Items from a dataset:
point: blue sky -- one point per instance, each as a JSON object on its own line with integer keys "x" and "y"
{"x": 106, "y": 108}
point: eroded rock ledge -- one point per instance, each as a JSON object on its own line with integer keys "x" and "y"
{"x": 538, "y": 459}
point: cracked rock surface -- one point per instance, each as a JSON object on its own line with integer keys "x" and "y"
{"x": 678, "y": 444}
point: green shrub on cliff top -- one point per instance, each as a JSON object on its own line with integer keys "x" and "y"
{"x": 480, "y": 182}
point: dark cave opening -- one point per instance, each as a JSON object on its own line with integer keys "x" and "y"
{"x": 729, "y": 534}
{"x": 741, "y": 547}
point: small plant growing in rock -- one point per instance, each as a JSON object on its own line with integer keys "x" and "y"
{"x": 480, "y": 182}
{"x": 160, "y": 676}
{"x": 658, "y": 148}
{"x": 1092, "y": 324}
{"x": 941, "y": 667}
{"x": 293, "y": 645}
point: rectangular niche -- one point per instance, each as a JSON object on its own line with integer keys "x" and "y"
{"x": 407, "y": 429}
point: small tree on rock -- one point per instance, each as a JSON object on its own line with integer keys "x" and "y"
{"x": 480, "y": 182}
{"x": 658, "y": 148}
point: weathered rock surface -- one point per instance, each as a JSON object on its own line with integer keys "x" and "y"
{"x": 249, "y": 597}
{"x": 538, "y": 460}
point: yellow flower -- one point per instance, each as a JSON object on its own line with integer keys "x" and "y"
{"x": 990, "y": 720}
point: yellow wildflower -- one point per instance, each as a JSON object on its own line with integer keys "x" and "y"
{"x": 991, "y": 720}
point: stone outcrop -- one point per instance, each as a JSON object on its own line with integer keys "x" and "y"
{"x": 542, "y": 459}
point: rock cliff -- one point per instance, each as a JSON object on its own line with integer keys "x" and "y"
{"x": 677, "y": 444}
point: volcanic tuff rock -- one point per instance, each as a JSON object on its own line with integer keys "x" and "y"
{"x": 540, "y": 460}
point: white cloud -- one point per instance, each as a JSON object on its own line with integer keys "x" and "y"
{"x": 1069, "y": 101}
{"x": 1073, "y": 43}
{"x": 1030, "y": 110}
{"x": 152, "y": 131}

▸ **Your objective**: Copy the data above in full, exactly as it reads.

▸ **Reply**:
point: blue sky -- one point per instance, each as a JSON object on its own line with integer keys "x" and "y"
{"x": 106, "y": 108}
point: eroded rock ledge -- one point per instance, each as a JSON object on its own line with integer keys "x" and "y"
{"x": 538, "y": 459}
point: cracked rock surface -- one point per instance, each as a JSON object on its own line with integer keys "x" and "y"
{"x": 678, "y": 444}
point: green shrub on cliff top -- one point per instance, each as a JSON object on its own line with integer keys "x" and "y"
{"x": 480, "y": 182}
point: dark cave opening -- one point per instance, each as a JSON object on its own line with integer keys "x" and "y"
{"x": 729, "y": 534}
{"x": 741, "y": 547}
point: small plant growing in rock -- one point per instance, each as a JSON object on its own line with integer keys "x" and "y"
{"x": 480, "y": 182}
{"x": 160, "y": 676}
{"x": 658, "y": 148}
{"x": 1092, "y": 324}
{"x": 941, "y": 667}
{"x": 293, "y": 645}
point: rectangular niche -- one point per instance, each as a JSON object on its own line with integer keys "x" and "y"
{"x": 407, "y": 429}
point: small tree on rock -- one point per instance, each as a JSON object on its own line with integer keys "x" and "y"
{"x": 480, "y": 182}
{"x": 658, "y": 148}
point: weathered rock surface -- one point per instance, each as a JSON object on its own line with integer keys "x" and "y"
{"x": 249, "y": 597}
{"x": 538, "y": 460}
point: yellow flower -- one point per instance, each as a JSON object on its own line with integer keys "x" and "y"
{"x": 990, "y": 720}
point: yellow wildflower -- one point per instance, each as a JSON object on its own line with integer keys "x" and "y"
{"x": 991, "y": 720}
point: stone outcrop -- one point per instance, each as a JSON object on its own line with integer keys "x" and "y"
{"x": 542, "y": 459}
point: rock cliff -- one point per instance, each as a JSON object on its own line with integer keys "x" and "y"
{"x": 677, "y": 444}
point: volcanic tuff rock -- one point per instance, each as a JSON object on its own line with integer keys "x" and "y"
{"x": 540, "y": 460}
point: white cloud -- one point per instance, each as a JSON object on its own line with integer keys "x" and "y"
{"x": 1069, "y": 101}
{"x": 1073, "y": 43}
{"x": 1030, "y": 110}
{"x": 152, "y": 131}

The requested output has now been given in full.